How : hehe how ...lets c...how ...hehe im typing with my hands ...phone close by me...miscalling my buddys and monitor in front of me...
just read a hotamail alert...ure account is reaching its limit :P when is it not...i told all u guys NO JUNK !If i didnt ok i told u all now...
 
where : apiit labs...
 
i know ...a dull day in the dull life of hebah ...i m wondering if the guy using the pc nxt 2 me is getting annoyed by my typing chuck chuck ...:P manal gets annoyed...
 
current likes in my new place : compared to the uae , u have an identity ..and its easy to get accepted fast.over there u had to be brilliant ..and u had to be a race that was accepted by any of ure superiors ...obviously not all people are like that...but its a cant help thing in an extremely multicultural environment u have alotta prejudice.
likes : life is hmm eventful..YUPZ..in ruwais u had to wait for something crazy to happen but then i miss the safety.

Pointing dataset excerpts
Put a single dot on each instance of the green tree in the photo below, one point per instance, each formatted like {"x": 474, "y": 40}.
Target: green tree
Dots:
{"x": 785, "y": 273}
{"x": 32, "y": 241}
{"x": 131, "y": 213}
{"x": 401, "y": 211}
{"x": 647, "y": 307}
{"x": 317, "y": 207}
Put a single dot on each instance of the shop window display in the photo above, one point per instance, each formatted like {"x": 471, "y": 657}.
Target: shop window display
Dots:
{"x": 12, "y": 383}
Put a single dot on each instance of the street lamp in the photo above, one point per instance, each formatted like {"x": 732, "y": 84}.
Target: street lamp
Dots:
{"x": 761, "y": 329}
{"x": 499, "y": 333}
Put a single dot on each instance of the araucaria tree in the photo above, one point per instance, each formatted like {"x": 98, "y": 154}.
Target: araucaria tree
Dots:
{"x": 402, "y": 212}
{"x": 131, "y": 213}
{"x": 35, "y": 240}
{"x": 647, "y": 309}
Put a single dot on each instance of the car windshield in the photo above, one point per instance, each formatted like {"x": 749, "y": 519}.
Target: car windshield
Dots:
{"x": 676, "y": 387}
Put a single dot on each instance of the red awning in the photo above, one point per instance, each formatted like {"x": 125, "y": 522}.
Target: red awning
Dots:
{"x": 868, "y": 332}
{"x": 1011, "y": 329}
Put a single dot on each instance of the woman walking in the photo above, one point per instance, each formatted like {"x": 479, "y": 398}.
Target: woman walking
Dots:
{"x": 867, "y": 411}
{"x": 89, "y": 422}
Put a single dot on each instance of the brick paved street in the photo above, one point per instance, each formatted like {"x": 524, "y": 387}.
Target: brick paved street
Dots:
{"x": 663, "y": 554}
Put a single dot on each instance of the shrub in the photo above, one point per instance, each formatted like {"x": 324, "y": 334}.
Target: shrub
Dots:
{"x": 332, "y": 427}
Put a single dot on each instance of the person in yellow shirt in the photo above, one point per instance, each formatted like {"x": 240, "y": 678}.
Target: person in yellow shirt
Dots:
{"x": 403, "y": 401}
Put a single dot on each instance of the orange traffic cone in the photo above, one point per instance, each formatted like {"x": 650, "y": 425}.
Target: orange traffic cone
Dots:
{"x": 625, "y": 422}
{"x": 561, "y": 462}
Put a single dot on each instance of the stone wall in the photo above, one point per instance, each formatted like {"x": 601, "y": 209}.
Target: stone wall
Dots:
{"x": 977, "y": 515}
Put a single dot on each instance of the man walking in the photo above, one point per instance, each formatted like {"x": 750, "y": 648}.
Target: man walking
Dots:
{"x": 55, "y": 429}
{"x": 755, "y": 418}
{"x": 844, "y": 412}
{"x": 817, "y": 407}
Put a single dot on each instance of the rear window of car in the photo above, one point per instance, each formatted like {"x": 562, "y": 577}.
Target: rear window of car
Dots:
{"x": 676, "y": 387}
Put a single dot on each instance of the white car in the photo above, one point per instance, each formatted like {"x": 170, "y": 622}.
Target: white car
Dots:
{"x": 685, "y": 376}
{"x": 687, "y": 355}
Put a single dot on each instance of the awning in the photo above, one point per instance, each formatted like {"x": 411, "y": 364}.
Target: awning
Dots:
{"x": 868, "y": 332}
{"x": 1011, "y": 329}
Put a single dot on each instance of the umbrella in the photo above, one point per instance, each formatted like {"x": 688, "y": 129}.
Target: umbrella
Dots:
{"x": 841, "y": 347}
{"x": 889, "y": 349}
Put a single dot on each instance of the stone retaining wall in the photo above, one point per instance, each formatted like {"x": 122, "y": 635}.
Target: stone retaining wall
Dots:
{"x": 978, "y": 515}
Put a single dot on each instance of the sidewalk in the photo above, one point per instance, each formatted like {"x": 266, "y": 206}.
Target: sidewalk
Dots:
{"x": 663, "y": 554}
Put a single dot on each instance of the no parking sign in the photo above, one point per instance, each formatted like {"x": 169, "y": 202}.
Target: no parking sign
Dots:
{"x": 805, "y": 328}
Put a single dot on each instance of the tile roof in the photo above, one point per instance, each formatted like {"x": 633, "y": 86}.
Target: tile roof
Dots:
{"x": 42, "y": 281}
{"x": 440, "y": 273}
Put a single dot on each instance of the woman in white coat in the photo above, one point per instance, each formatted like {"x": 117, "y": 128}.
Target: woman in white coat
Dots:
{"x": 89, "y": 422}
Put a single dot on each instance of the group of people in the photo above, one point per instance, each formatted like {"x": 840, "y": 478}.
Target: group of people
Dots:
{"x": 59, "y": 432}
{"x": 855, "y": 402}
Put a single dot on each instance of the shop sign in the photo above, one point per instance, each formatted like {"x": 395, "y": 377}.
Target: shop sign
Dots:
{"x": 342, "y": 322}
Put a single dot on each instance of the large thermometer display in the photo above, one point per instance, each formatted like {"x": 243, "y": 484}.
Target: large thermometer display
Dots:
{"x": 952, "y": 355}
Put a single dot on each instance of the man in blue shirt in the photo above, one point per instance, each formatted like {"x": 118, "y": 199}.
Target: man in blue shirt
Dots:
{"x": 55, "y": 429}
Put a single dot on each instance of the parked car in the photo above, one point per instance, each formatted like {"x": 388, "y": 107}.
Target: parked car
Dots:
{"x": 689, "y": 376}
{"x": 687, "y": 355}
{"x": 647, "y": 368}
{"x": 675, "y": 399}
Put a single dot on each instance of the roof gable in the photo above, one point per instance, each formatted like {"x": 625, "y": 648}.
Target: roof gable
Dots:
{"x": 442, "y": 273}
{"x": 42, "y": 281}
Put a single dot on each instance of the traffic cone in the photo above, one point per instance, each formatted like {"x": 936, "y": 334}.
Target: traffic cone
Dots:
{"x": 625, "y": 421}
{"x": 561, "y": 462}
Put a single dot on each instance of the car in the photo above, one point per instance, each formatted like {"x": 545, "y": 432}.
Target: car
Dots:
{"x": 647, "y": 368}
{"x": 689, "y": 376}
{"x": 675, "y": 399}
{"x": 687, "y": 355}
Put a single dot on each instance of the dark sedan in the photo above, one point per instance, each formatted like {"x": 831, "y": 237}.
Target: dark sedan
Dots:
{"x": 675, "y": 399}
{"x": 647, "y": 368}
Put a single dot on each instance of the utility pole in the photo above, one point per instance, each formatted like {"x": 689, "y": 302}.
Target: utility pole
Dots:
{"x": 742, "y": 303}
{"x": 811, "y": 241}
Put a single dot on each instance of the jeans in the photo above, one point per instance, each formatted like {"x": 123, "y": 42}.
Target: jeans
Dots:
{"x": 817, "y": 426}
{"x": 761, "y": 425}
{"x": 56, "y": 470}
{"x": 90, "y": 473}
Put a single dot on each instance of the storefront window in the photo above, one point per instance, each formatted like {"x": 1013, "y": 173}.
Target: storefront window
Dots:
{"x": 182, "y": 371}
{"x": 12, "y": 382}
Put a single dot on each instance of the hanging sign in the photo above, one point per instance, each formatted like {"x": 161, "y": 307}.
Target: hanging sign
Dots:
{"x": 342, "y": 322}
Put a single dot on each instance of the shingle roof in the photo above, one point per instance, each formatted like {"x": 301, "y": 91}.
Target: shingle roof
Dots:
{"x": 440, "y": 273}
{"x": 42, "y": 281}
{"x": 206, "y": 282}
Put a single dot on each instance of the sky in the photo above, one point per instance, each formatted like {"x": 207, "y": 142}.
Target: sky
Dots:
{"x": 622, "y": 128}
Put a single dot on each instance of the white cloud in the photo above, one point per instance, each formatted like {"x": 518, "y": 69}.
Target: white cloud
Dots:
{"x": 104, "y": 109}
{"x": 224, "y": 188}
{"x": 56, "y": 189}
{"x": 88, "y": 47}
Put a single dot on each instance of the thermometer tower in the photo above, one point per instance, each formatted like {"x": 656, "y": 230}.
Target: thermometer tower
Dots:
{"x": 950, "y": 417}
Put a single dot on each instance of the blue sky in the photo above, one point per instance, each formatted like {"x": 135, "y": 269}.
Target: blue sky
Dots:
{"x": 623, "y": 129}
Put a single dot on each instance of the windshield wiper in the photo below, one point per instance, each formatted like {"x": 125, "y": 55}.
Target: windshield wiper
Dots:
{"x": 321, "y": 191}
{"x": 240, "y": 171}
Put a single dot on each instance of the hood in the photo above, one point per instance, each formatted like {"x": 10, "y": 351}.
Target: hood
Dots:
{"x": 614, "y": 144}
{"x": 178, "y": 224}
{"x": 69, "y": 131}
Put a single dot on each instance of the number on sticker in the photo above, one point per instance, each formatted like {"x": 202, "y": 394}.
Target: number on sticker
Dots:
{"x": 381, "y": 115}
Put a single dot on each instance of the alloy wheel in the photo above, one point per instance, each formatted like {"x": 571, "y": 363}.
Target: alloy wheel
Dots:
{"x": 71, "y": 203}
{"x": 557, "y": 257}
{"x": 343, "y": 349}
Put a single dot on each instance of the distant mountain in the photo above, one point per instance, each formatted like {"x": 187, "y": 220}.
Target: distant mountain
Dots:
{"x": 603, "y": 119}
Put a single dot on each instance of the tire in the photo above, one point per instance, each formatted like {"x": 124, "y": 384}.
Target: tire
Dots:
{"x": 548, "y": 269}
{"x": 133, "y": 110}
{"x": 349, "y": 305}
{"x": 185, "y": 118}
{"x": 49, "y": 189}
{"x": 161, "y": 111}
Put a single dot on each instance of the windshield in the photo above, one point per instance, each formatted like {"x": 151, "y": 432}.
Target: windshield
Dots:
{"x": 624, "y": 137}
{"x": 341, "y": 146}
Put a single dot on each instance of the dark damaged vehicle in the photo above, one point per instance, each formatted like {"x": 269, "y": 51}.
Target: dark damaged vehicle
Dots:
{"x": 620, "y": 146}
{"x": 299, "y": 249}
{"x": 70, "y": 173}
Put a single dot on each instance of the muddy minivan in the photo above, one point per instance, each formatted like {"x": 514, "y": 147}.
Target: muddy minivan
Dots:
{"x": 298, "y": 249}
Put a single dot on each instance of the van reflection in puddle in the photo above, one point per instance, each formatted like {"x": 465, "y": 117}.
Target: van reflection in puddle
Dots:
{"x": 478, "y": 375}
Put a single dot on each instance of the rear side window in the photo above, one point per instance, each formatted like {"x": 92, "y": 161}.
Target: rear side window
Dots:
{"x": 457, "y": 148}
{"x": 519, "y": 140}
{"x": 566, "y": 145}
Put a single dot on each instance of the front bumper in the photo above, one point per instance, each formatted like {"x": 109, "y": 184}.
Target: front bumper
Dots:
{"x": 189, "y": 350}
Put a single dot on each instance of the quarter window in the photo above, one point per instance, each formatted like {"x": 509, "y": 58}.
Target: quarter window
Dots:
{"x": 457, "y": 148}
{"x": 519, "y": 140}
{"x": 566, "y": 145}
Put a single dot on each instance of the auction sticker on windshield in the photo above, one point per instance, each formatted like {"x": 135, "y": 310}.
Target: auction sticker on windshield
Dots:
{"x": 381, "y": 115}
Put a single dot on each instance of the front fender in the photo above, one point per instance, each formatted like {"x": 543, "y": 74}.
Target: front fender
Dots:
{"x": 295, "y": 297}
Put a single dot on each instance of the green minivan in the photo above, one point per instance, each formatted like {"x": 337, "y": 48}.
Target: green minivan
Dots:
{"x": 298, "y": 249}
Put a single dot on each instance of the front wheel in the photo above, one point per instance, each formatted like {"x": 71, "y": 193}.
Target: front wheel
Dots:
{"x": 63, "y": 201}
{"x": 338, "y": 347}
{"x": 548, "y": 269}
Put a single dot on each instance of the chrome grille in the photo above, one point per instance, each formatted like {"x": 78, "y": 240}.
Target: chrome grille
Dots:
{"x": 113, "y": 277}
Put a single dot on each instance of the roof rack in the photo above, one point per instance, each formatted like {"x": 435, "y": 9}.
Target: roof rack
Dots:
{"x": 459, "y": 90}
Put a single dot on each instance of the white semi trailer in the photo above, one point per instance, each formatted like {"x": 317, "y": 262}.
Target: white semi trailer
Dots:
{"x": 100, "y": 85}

§ Goal of the exercise: Copy the stretch of the post from "just read a" through "have alotta prejudice.", swapping in "quiet" for every occurrence of "dull".

§ Full answer:
just read a hotamail alert...ure account is reaching its limit :P when is it not...i told all u guys NO JUNK !If i didnt ok i told u all now...
 
where : apiit labs...
 
i know ...a quiet day in the quiet life of hebah ...i m wondering if the guy using the pc nxt 2 me is getting annoyed by my typing chuck chuck ...:P manal gets annoyed...
 
current likes in my new place : compared to the uae , u have an identity ..and its easy to get accepted fast.over there u had to be brilliant ..and u had to be a race that was accepted by any of ure superiors ...obviously not all people are like that...but its a cant help thing in an extremely multicultural environment u have alotta prejudice.